*Items:*
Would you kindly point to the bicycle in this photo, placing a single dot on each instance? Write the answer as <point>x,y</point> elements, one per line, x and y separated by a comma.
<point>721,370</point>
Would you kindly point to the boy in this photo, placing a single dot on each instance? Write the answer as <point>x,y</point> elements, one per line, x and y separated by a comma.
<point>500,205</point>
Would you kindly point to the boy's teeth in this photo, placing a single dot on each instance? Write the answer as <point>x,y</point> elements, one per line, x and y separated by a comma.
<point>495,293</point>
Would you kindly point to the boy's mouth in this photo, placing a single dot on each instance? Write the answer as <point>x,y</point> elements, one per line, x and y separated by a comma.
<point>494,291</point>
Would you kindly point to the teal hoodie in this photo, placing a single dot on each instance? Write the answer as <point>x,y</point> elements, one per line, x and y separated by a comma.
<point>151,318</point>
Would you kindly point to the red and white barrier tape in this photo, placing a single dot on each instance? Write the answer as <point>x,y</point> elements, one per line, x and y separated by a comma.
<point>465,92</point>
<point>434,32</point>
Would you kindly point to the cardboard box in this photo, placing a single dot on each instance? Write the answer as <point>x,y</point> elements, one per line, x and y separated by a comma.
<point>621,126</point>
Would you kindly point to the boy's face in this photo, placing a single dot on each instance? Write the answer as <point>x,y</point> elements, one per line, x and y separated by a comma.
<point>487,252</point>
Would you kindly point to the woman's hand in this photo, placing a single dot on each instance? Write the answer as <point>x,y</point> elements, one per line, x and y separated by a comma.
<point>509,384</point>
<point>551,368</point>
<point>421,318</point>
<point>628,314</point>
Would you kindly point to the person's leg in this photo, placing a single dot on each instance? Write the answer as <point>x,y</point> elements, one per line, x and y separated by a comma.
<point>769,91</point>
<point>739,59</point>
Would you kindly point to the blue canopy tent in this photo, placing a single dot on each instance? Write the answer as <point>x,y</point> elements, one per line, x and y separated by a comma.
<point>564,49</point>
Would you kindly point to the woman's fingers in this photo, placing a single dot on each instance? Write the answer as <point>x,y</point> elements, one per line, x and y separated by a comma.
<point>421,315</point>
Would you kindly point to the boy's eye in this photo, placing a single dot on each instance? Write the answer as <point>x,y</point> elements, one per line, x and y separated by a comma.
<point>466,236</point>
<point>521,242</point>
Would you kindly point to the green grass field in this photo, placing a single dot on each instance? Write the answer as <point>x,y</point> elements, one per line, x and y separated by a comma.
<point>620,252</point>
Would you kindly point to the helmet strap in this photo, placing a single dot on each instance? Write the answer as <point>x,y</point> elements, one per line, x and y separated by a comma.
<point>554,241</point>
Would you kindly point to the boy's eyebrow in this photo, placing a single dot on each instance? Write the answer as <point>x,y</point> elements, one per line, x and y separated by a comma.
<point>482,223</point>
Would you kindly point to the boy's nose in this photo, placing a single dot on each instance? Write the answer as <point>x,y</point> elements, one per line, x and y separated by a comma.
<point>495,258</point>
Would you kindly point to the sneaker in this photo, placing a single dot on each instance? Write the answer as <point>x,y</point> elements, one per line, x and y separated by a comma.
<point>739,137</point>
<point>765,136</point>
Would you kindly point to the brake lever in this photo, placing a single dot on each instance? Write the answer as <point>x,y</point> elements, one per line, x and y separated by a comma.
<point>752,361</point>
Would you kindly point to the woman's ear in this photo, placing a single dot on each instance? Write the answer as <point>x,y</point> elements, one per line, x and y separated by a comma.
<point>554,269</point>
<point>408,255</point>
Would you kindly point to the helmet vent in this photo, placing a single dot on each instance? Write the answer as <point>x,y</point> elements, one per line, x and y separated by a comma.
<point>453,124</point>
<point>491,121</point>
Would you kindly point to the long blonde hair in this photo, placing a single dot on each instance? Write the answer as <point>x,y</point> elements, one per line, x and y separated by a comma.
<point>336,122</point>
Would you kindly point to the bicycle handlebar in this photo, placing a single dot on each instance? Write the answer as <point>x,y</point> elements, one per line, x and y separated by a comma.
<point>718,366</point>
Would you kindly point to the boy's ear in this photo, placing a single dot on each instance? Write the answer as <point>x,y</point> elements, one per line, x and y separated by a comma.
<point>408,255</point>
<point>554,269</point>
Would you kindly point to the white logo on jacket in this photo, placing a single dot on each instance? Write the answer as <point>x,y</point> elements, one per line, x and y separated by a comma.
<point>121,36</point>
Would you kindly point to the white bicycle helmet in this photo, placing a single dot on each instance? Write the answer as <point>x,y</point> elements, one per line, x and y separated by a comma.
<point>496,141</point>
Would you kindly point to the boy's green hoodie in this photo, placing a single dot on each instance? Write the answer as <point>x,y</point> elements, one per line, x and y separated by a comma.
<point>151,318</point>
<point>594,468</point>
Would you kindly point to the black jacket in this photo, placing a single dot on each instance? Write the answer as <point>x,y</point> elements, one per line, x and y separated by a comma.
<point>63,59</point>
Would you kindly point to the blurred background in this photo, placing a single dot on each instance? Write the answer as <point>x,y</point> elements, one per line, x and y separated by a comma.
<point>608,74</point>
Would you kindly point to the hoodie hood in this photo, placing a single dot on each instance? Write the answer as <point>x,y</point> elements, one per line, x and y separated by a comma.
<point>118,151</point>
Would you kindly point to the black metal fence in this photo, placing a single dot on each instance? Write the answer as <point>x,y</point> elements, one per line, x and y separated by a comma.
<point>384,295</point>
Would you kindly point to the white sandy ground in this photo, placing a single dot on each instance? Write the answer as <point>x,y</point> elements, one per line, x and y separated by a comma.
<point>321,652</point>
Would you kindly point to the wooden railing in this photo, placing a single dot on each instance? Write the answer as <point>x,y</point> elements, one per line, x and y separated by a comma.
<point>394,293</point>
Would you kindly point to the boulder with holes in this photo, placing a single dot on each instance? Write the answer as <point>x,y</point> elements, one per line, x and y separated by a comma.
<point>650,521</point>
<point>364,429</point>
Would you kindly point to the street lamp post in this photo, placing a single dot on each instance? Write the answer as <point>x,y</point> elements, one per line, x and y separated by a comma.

*Requirements:*
Turn the entries above into a Markdown table with the columns No. and Line. Give each non-blank line its own numbered row.

*The result:*
| No. | Line |
|---|---|
| 1 | Would you kindly point to the bicycle in this photo, placing a single dot on each instance? Write the answer as <point>x,y</point> elements, one per line, x and y separated by a comma. |
| 2 | <point>721,370</point> |
| 3 | Would you kindly point to the boy in this photo, placing a single dot on each instance? Write the answer as <point>x,y</point> elements, one per line, x and y separated by a comma. |
| 4 | <point>500,205</point> |
| 5 | Would you kindly point to the boy's teeth in this photo, placing a single dot on each instance? Write the answer as <point>x,y</point> elements, one per line, x and y separated by a comma. |
| 6 | <point>495,293</point> |
| 7 | Would you kindly point to the boy's mouth in this photo, placing a single dot on each instance? Write the answer as <point>x,y</point> elements, one per line, x and y separated by a comma. |
| 8 | <point>494,291</point> |
| 9 | Would you kindly point to the teal hoodie in this photo, placing a single dot on each instance? Write the answer as <point>x,y</point> elements, one per line, x and y separated by a comma. |
| 10 | <point>151,318</point> |
| 11 | Would you kindly point to the red and white barrier tape in this photo, placing a single dot on each instance? Write the answer as <point>x,y</point> elements, one per line, x and y separated by a comma. |
| 12 | <point>465,92</point> |
| 13 | <point>434,32</point> |
| 14 | Would you kindly point to the cardboard box in this photo, placing a single dot on each instance? Write the answer as <point>x,y</point> elements, one per line, x and y separated by a comma. |
| 15 | <point>621,126</point> |
| 16 | Would you kindly point to the boy's face in this photo, placing a single dot on each instance? Write the answer as <point>x,y</point> elements, one per line, x and y separated by a comma. |
| 17 | <point>487,252</point> |
| 18 | Would you kindly point to the woman's hand in this photo, placing a single dot on each instance? Write the answer as <point>x,y</point> elements, one per line, x and y separated by a comma. |
| 19 | <point>509,384</point> |
| 20 | <point>551,368</point> |
| 21 | <point>421,318</point> |
| 22 | <point>628,314</point> |
| 23 | Would you kindly point to the person's leg in this photo, placing a single dot on each instance? Write the answer as <point>x,y</point> elements, one per line, x and y separated by a comma. |
| 24 | <point>769,91</point> |
| 25 | <point>739,59</point> |
| 26 | Would you kindly point to the blue canopy tent in this photo, placing a single dot on each instance? Write the answer as <point>x,y</point> elements, one per line, x and y separated by a comma. |
| 27 | <point>564,49</point> |
| 28 | Would you kindly point to the woman's fingers in this photo, placing a single dot on each instance? Write the answer as <point>x,y</point> elements, one per line, x and y separated by a comma. |
| 29 | <point>421,315</point> |
| 30 | Would you kindly point to the boy's eye in this photo, placing a single dot on each instance? Write the answer as <point>x,y</point> elements, one per line, x and y separated by a comma. |
| 31 | <point>466,236</point> |
| 32 | <point>521,242</point> |
| 33 | Would you kindly point to the green grass field in this photo, placing a single dot on each instance? Write the answer as <point>x,y</point> elements, one per line, x and y separated by a comma. |
| 34 | <point>620,252</point> |
| 35 | Would you kindly point to the helmet strap in this photo, placing a single dot on each instance? Write the answer as <point>x,y</point> elements, one per line, x and y separated by a comma. |
| 36 | <point>554,241</point> |
| 37 | Would you kindly point to the boy's eyebrow in this photo, placing a single dot on each instance? Write the answer as <point>x,y</point> elements, one per line, x and y separated by a comma. |
| 38 | <point>482,223</point> |
| 39 | Would you kindly point to the boy's nose in this photo, placing a single dot on each instance? Write the answer as <point>x,y</point> elements, one per line, x and y separated by a comma. |
| 40 | <point>495,258</point> |
| 41 | Would you kindly point to the sneaker in this photo, placing a single dot on each instance? Write the answer as <point>x,y</point> elements, one per line, x and y separated by a comma. |
| 42 | <point>739,137</point> |
| 43 | <point>765,136</point> |
| 44 | Would you kindly point to the brake lever in this photo, placing a single dot on each instance? Write the answer as <point>x,y</point> elements, one per line, x and y separated by a comma. |
| 45 | <point>752,361</point> |
| 46 | Would you kindly point to the woman's ear in this photo, placing a single dot on each instance? Write the answer as <point>x,y</point> elements, one per line, x and y separated by a comma. |
| 47 | <point>554,269</point> |
| 48 | <point>408,255</point> |
| 49 | Would you kindly point to the helmet vent in this photo, placing a single dot on each instance? Write the answer as <point>x,y</point> elements, one per line, x and y separated by a comma. |
| 50 | <point>453,124</point> |
| 51 | <point>491,121</point> |
| 52 | Would you kindly point to the long blonde hair in this photo, placing a single dot on each instance? Write the answer as <point>x,y</point> elements, one per line, x and y separated by a comma. |
| 53 | <point>336,122</point> |
| 54 | Would you kindly point to the bicycle handlebar in this photo, placing a single dot on each instance? Write the answer as <point>x,y</point> elements, one per line, x and y separated by a comma. |
| 55 | <point>718,366</point> |
| 56 | Would you kindly point to the boy's ear in this photo, placing a single dot on each instance? Write the answer as <point>x,y</point> elements, one per line, x and y separated by a comma. |
| 57 | <point>408,255</point> |
| 58 | <point>554,269</point> |
| 59 | Would you kindly point to the white logo on jacket in this photo, placing a single dot on each instance? Write the answer as <point>x,y</point> elements, one per line, x and y separated by a comma. |
| 60 | <point>121,36</point> |
| 61 | Would you kindly point to the white bicycle helmet in this photo, placing a single dot on each instance? Write the answer as <point>x,y</point> elements, one per line, x and y separated by a comma. |
| 62 | <point>496,141</point> |
| 63 | Would you kindly point to the boy's green hoodie in this photo, placing a single dot on each instance? Write the answer as <point>x,y</point> elements, one per line, x and y separated by a comma. |
| 64 | <point>151,318</point> |
| 65 | <point>594,468</point> |
| 66 | Would you kindly point to the black jacket in this photo, placing a single dot on each instance? Write the answer as <point>x,y</point> elements, one per line, x and y separated by a comma. |
| 67 | <point>63,59</point> |
| 68 | Would you kindly point to the blurred background in this photo, placing a single dot on each instance? Write the answer as <point>x,y</point> elements, one per line, x and y separated by a comma. |
| 69 | <point>608,74</point> |
| 70 | Would you kindly point to the hoodie hood in this photo, placing a single dot on each instance? Write the answer as <point>x,y</point> elements, one per line, x and y separated by a comma. |
| 71 | <point>118,151</point> |
| 72 | Would you kindly point to the black metal fence in this photo, placing a single dot on each instance? Write the answer as <point>x,y</point> elements, one per line, x and y separated by a comma. |
| 73 | <point>384,295</point> |
| 74 | Would you kindly point to the white sandy ground in this photo, placing a single dot on each instance? Write the answer as <point>x,y</point> elements, one per line, x and y separated by a comma. |
| 75 | <point>321,652</point> |
| 76 | Would you kindly point to the wooden railing in this photo, placing a single dot on each instance? Write the answer as <point>x,y</point> elements, one per line, x and y separated by a comma. |
| 77 | <point>394,293</point> |
| 78 | Would you kindly point to the boulder with holes in this photo, placing a single dot on each instance? Write the answer as <point>x,y</point> elements, one per line, x and y separated by a comma. |
| 79 | <point>650,521</point> |
| 80 | <point>364,429</point> |
| 81 | Would you kindly point to the street lamp post in this photo, placing a single dot on each instance? Write the answer as <point>x,y</point> elements, one per line, x and y separated by a comma. |